__Stated task__:
Transcribe the listing below word for word.

__Data lines__:
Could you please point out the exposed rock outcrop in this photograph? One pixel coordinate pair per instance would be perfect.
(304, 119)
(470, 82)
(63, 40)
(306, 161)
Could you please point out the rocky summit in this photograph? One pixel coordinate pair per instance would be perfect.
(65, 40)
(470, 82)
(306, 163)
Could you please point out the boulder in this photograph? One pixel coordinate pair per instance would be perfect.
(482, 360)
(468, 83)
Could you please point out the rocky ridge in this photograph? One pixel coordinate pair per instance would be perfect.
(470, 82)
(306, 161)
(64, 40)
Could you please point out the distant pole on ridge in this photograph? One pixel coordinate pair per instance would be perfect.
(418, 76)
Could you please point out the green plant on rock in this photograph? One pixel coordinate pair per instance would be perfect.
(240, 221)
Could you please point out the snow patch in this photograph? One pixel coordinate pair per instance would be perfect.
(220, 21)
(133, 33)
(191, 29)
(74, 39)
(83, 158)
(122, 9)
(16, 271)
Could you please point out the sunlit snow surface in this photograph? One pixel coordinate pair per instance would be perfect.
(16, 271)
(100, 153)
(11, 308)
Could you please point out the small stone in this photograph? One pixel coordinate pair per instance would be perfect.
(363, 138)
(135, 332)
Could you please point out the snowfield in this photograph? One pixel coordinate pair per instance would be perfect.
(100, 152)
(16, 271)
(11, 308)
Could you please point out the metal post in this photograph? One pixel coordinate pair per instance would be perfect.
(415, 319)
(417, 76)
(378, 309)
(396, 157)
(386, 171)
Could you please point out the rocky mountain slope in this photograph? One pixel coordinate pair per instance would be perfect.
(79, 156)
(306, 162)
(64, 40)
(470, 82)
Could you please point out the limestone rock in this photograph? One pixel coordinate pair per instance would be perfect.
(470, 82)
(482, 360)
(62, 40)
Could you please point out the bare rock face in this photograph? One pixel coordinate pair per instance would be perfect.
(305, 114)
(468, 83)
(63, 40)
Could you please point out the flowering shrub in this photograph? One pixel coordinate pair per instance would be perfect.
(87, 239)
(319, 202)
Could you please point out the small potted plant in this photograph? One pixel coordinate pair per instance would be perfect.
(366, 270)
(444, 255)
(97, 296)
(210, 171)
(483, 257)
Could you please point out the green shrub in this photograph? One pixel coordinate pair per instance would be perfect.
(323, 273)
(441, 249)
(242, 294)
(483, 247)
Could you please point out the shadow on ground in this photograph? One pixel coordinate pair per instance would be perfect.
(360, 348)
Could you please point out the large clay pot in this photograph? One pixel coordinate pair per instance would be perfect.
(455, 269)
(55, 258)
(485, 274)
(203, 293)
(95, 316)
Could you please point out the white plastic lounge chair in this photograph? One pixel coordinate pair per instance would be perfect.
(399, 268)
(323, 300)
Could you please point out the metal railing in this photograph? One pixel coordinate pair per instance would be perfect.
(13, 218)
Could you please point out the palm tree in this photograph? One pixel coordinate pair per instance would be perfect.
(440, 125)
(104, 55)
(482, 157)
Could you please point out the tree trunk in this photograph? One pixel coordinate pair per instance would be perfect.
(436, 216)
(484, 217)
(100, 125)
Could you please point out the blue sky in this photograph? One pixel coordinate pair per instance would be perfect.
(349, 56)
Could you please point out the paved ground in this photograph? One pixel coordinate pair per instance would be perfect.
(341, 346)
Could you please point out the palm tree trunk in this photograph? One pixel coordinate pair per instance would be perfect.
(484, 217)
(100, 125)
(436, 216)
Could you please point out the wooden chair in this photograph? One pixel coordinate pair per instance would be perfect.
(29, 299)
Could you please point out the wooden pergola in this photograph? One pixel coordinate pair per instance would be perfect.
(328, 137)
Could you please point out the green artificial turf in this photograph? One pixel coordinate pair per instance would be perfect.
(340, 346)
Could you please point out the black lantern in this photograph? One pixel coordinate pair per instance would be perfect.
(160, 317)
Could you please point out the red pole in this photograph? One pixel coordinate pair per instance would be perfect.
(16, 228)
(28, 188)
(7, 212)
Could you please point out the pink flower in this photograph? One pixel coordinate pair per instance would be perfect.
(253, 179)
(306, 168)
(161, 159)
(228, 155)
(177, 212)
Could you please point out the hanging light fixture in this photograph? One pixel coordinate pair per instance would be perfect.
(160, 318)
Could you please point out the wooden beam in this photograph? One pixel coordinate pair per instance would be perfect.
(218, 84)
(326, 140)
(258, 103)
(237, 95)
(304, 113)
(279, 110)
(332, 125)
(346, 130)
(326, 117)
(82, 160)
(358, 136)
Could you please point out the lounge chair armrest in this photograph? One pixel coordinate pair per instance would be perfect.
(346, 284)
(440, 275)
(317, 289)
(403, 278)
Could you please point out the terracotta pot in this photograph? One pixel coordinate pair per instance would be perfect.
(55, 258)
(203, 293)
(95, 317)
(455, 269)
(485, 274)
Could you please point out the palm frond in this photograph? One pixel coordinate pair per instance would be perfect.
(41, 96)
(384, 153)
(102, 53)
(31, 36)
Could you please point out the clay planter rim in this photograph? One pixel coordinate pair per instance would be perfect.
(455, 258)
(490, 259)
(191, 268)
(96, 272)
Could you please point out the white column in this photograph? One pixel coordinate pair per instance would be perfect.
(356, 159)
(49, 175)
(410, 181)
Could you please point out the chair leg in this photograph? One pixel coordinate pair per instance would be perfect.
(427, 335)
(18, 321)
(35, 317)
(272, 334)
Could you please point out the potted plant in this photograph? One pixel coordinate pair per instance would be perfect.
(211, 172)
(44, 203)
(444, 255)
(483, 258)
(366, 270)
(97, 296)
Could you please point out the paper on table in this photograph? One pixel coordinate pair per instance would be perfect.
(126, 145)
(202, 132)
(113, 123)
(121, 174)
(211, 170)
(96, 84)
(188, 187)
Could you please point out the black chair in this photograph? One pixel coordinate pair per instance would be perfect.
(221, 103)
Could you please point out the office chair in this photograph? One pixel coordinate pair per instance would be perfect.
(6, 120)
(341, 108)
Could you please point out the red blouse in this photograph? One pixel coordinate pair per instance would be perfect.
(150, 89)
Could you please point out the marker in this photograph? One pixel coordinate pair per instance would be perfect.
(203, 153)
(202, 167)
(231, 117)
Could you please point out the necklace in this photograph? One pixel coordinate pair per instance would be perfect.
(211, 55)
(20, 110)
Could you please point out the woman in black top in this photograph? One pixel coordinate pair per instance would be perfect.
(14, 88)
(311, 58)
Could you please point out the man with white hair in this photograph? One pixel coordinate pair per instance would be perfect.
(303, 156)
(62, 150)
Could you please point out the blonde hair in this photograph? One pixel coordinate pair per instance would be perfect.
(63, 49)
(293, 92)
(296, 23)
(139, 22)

__Answer to this task__:
Could you please point out the exposed rock outcrop in this photograph? One pixel coordinate pair per instance would be perfect.
(304, 119)
(470, 82)
(63, 40)
(306, 161)
Could you please point out the rocky summit in this photograph? One pixel coordinate pair per instance would be perfect.
(65, 40)
(470, 82)
(306, 163)
Could you please point out the boulder in this photograph? One pixel coordinate pair per instance would be perfect.
(482, 360)
(468, 83)
Could you please point out the rocky ridge in this photograph? One pixel coordinate pair per instance would be perfect.
(470, 82)
(306, 161)
(64, 40)
Could you please point out the distant pole on ridge in this photograph? One pixel coordinate pair per instance would be perfect.
(418, 76)
Could you please point out the green plant on rock in this photograph? One pixel coordinate pair per instance would be perfect.
(240, 221)
Could you please point out the snow patch in this photograph? One pixel coordinate pair per instance would be perfect.
(220, 21)
(133, 33)
(191, 29)
(74, 39)
(83, 158)
(122, 9)
(16, 271)
Could you please point out the sunlit snow surface in this photograph? One pixel coordinate pair per instance would be perfect.
(16, 271)
(100, 153)
(11, 308)
Could you please point out the small stone in this photograph? One pixel coordinate pair per instance would be perfect.
(363, 138)
(135, 332)
Could you please point out the snowfield in this photograph? One pixel coordinate pair per instance would be perfect.
(100, 152)
(16, 271)
(11, 308)
Could you please point out the metal post in this photograph? One pixel coordinate pair per instance would be perfect.
(415, 319)
(417, 76)
(378, 309)
(396, 157)
(386, 171)
Could you please point out the rocky mountain slope in this photograph? One pixel coordinate pair per instance would be perfect.
(79, 156)
(306, 162)
(64, 40)
(470, 82)
Could you please point out the limestone rock in this photograph? One pixel coordinate pair per instance would be perfect.
(470, 82)
(482, 360)
(62, 40)
Could you please point out the bare rock face in this photograph? One pixel coordinate pair per instance would be perfect.
(305, 114)
(468, 83)
(63, 40)
Could you please point out the flowering shrub in this photograph? One pixel coordinate pair per instance would be perfect.
(87, 239)
(319, 202)
Could you please point out the small potted plant in this photograph? One pixel coordinate pair per instance would be perfect.
(366, 270)
(444, 255)
(97, 296)
(210, 171)
(483, 257)
Could you please point out the green shrub in this photograph? One pixel coordinate pair per instance would be perfect.
(323, 273)
(441, 249)
(242, 294)
(483, 247)
Could you please point out the shadow on ground in this photograph? One pixel coordinate pair per instance would be perfect.
(360, 348)
Could you please point out the large clay pot in this photograph? One pixel coordinate pair per instance would be perfect.
(455, 269)
(55, 258)
(485, 274)
(203, 293)
(95, 316)
Could you please point out the white plastic lounge chair in this photograph? One pixel coordinate pair per instance would be perfect.
(399, 268)
(323, 300)
Could you please point out the metal railing in this photograph? One pixel coordinate pair per instance would be perfect.
(13, 218)
Could you please point out the palm tree in this photograph? One pixel coordinate pair per instance would be perfect.
(440, 125)
(104, 55)
(482, 157)
Could you please point out the tree trunk in this photograph? One pixel coordinate pair per instance would be perfect.
(436, 216)
(484, 217)
(100, 125)
Could you please point out the blue sky in this photograph? One pixel coordinate pair per instance would be perfect.
(349, 56)
Could you please point out the paved ground in this photograph? One pixel coordinate pair per instance would be perfect.
(341, 346)
Could you please point out the palm tree trunk in this photograph? One pixel coordinate pair per instance would be perfect.
(484, 217)
(100, 125)
(436, 216)
Could you please point out the wooden chair in this photograph? One pixel coordinate pair per instance would be perfect.
(29, 299)
Could you please point out the wooden pergola in this photograph? One pixel coordinate pair per instance would be perfect.
(328, 137)
Could you please point out the green artificial turf in this photograph? One pixel coordinate pair per instance would be perfect.
(340, 346)
Could you please point out the black lantern in this photograph? One pixel coordinate pair per instance would be perfect.
(160, 317)
Could you please point out the red pole in this photograph? One pixel coordinate pair per instance would be perfect.
(16, 228)
(28, 188)
(7, 212)
Could you please point out the pink flower in this photograph? One pixel coordinate pair per instance would be perfect.
(253, 179)
(306, 168)
(161, 159)
(228, 155)
(177, 212)
Could you please point out the hanging light fixture in this photograph? One pixel coordinate pair per instance would be perfect.
(160, 318)
Could you please point out the wooden beam in this photograph? One pixel coordinate pair per instance would be perfect.
(218, 84)
(326, 140)
(258, 103)
(237, 95)
(304, 113)
(279, 110)
(332, 125)
(346, 130)
(326, 117)
(82, 160)
(358, 136)
Could you please point out the lounge chair armrest in this photograph? One pixel coordinate pair per instance would be perfect.
(346, 284)
(440, 275)
(317, 289)
(403, 278)
Could you please point out the terracotta pot in this photograph? One pixel coordinate pair per instance would be perfect.
(55, 258)
(203, 293)
(95, 317)
(455, 269)
(485, 274)
Could you please point out the palm frond in this photograph? One pixel coordinate pair per instance would be perfect.
(41, 96)
(384, 153)
(102, 53)
(31, 36)
Could you please point out the clay planter rim in this photograph? One pixel coordinate pair per instance would be perfect.
(455, 258)
(490, 259)
(191, 268)
(96, 272)
Could you please point out the white column in this photograph? One pixel coordinate pair per instance would be perfect.
(356, 159)
(49, 175)
(410, 181)
Could you please point out the chair leg in this photograph? One pixel coordinate pair per instance would be perfect.
(427, 335)
(18, 321)
(35, 317)
(272, 334)
Could you please point out the potted plant in this photograph? One pixel coordinate pair per instance would be perfect.
(211, 172)
(44, 203)
(444, 255)
(483, 258)
(366, 270)
(97, 296)
Could you please point out the paper on table in this photograph? One pixel coordinate pair per instance would be perfect.
(126, 145)
(202, 132)
(113, 123)
(121, 174)
(211, 170)
(96, 84)
(188, 187)
Could you please point out the black chair in this photograph? One pixel coordinate pair per instance would be perfect.
(221, 103)
Could you please point out the office chair in this photograph? One pixel coordinate pair per instance would be perfect.
(6, 120)
(341, 108)
Could you please point out the red blouse in this photograph? One pixel coordinate pair per instance would be perfect.
(150, 89)
Could you please point out the marker in this photograph? One pixel coordinate pair per instance would be perfect.
(203, 153)
(202, 167)
(231, 117)
Could you please point out the necklace in this photograph? One pixel coordinate pair per instance would be perfect.
(211, 55)
(20, 110)
Could you please point out the woman in black top in this photograph? One pixel coordinate pair per instance would be perfect.
(14, 88)
(311, 58)
Could you please point out the man with white hair in this photograph? One pixel coordinate pair per instance would be perfect.
(303, 156)
(62, 150)
Could you please point out the blonde hair in this photograph? One pixel coordinate pair per instance would be perfect.
(63, 49)
(293, 92)
(296, 23)
(139, 22)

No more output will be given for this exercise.